--- WHAT THE TASK REQUIRES ---
A faithful transcription of all the data is required.

--- DATA EXCERPTS ---
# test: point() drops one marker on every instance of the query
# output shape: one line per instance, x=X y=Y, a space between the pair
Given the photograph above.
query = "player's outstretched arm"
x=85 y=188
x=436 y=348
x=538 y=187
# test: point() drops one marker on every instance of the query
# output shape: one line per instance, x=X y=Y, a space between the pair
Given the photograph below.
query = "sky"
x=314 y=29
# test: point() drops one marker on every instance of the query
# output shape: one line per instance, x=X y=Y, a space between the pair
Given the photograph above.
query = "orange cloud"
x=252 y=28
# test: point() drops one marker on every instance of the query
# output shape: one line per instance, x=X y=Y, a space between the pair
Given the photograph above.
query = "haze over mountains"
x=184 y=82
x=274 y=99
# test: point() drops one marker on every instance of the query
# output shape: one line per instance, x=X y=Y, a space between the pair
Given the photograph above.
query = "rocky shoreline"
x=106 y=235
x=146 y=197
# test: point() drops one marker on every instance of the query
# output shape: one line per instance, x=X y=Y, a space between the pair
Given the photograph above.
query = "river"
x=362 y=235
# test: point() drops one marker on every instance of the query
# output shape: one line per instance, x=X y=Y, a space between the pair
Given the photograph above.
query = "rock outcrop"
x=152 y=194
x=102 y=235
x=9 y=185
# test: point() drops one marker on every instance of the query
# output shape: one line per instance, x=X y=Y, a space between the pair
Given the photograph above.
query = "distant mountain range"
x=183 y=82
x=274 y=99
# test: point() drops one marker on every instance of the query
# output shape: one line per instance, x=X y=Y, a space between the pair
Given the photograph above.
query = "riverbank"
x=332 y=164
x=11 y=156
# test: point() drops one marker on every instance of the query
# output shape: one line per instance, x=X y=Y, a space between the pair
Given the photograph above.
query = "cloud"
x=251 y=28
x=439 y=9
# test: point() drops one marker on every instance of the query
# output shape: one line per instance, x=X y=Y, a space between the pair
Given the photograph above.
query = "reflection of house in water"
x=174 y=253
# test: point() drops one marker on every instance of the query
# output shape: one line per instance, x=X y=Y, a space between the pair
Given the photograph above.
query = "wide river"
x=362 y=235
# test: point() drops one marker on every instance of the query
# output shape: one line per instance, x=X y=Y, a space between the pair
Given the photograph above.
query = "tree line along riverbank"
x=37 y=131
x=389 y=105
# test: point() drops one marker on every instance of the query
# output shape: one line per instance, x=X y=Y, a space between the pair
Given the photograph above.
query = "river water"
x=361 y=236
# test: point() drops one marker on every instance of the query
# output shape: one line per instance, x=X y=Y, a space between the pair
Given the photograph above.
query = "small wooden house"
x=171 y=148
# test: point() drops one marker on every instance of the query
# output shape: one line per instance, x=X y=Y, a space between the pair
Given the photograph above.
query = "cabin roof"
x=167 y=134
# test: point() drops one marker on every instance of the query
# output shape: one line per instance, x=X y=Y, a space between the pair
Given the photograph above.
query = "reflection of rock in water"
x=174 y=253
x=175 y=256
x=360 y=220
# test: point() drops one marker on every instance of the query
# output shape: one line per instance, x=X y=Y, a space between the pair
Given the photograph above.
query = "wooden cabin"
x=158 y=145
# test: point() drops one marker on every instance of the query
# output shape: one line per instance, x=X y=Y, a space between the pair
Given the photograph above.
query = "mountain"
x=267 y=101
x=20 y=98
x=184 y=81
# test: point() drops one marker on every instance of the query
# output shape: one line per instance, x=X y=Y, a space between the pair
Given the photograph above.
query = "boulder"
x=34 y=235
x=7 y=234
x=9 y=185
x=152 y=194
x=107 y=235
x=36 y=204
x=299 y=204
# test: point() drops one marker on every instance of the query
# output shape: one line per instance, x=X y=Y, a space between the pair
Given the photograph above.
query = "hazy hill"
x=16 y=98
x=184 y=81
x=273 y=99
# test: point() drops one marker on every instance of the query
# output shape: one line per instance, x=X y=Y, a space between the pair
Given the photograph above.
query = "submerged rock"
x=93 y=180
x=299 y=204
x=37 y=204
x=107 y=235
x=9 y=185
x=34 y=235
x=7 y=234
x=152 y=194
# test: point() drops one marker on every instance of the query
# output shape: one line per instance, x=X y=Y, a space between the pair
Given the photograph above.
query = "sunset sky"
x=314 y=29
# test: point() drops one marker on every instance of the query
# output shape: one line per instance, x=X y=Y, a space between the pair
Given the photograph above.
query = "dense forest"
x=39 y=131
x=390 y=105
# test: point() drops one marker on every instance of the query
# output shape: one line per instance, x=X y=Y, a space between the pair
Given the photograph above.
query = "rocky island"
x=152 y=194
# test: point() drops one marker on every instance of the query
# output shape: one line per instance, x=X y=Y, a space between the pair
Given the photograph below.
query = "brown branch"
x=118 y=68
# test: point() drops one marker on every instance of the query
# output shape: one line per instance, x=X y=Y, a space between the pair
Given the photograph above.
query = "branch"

--- COMPLETED TASK ---
# test: point() drops one marker on every instance of the query
# output shape: one line per instance, x=X y=Y, a space between the pair
Given the photograph above.
query = "player's outstretched arm"
x=85 y=188
x=436 y=348
x=538 y=187
# test: point() drops one marker on every instance of the query
# output shape: one line per instance, x=X y=Y, a space between the pair
Given the photograph below.
query = "sky"
x=314 y=29
# test: point() drops one marker on every instance of the query
# output shape: one line per instance, x=X y=Y, a space between the pair
Given the photograph above.
query = "orange cloud"
x=252 y=28
# test: point() drops one marker on every instance of the query
# output shape: one line per instance, x=X y=Y, a space between the pair
Given the photograph above.
query = "haze over mountains"
x=184 y=82
x=274 y=99
# test: point() drops one marker on every instance of the query
# output shape: one line per instance, x=X y=Y, a space between the pair
Given the photograph above.
query = "rocky shoreline"
x=106 y=235
x=146 y=197
# test: point() drops one marker on every instance of the query
# output shape: one line per instance, x=X y=Y, a space between the pair
Given the photograph above.
query = "river"
x=362 y=235
# test: point() drops one marker on every instance of the query
# output shape: one line per instance, x=X y=Y, a space between the pair
Given the photograph above.
query = "rock outcrop"
x=152 y=194
x=102 y=235
x=9 y=185
# test: point() drops one marker on every instance of the query
# output shape: one line per instance, x=X y=Y, a space between the pair
Given the photograph above.
query = "distant mountain range"
x=183 y=82
x=274 y=99
# test: point() drops one marker on every instance of the query
# output shape: one line per instance, x=X y=Y, a space between the pair
Given the photograph above.
query = "riverbank"
x=332 y=164
x=11 y=156
# test: point() drops one marker on every instance of the query
# output shape: one line per instance, x=X y=Y, a space between the pair
Given the photograph above.
query = "cloud"
x=251 y=28
x=439 y=9
# test: point() drops one marker on every instance of the query
# output shape: one line per instance, x=X y=Y, a space between the pair
Given the photograph above.
query = "reflection of house in water"
x=174 y=253
# test: point() drops one marker on every instance of the query
# output shape: one line per instance, x=X y=Y, a space between the pair
Given the photograph above.
query = "wide river"
x=362 y=235
# test: point() drops one marker on every instance of the query
# output shape: one line per instance, x=X y=Y, a space between the pair
Given the photograph above.
query = "tree line along riverbank"
x=37 y=131
x=389 y=105
# test: point() drops one marker on every instance of the query
# output shape: one line per instance, x=X y=Y, a space between the pair
Given the photograph above.
query = "river water"
x=361 y=236
# test: point() drops one marker on every instance of the query
# output shape: one line per instance, x=X y=Y, a space between the pair
Given the photograph above.
query = "small wooden house"
x=171 y=148
# test: point() drops one marker on every instance of the query
# output shape: one line per instance, x=X y=Y, a space between the pair
Given the photograph above.
query = "cabin roof"
x=167 y=134
# test: point() drops one marker on every instance of the query
# output shape: one line per instance, x=X y=Y, a space between the pair
Given the photograph above.
query = "reflection of rock in water"
x=174 y=253
x=175 y=256
x=360 y=220
# test: point() drops one marker on every instance of the query
# output shape: one line per instance, x=X y=Y, a space between the pair
Given the photograph above.
query = "wooden cabin"
x=158 y=145
# test: point() drops one marker on every instance of the query
# output shape: one line per instance, x=X y=Y, a space between the pair
Given the photograph above.
query = "mountain"
x=267 y=101
x=20 y=98
x=184 y=81
# test: point() drops one marker on every instance of the query
# output shape: one line per instance, x=X y=Y, a space between the pair
Given the photograph above.
query = "boulder"
x=34 y=235
x=7 y=234
x=9 y=185
x=152 y=194
x=107 y=235
x=36 y=204
x=299 y=204
# test: point() drops one marker on every instance of the query
# output shape: one line per instance, x=X y=Y, a space between the pair
Given the photograph above.
query = "hazy hill"
x=16 y=98
x=184 y=81
x=273 y=99
# test: point() drops one marker on every instance of the query
# output shape: one line per instance, x=X y=Y, a space between the pair
Given the photograph above.
query = "submerged rock"
x=93 y=180
x=299 y=204
x=37 y=204
x=107 y=235
x=9 y=185
x=34 y=235
x=7 y=234
x=152 y=194
# test: point() drops one marker on every instance of the query
# output shape: one line per instance, x=X y=Y, a space between the pair
Given the photograph above.
query = "sunset sky"
x=314 y=29
# test: point() drops one marker on every instance of the query
# output shape: one line per instance, x=X y=Y, a space between the pair
Given the photograph above.
query = "dense forest"
x=39 y=131
x=390 y=105
# test: point() drops one marker on every instance of the query
# output shape: one line per instance, x=X y=Y, a space between the pair
Given the photograph above.
query = "rocky island"
x=152 y=194
# test: point() drops one marker on every instance of the query
# output shape: one line per instance, x=X y=Y, a space between the pair
Given the photograph below.
query = "brown branch"
x=118 y=68
# test: point() drops one marker on every instance of the query
# output shape: one line per instance, x=X y=Y, a space between the pair
Given the photograph above.
query = "branch"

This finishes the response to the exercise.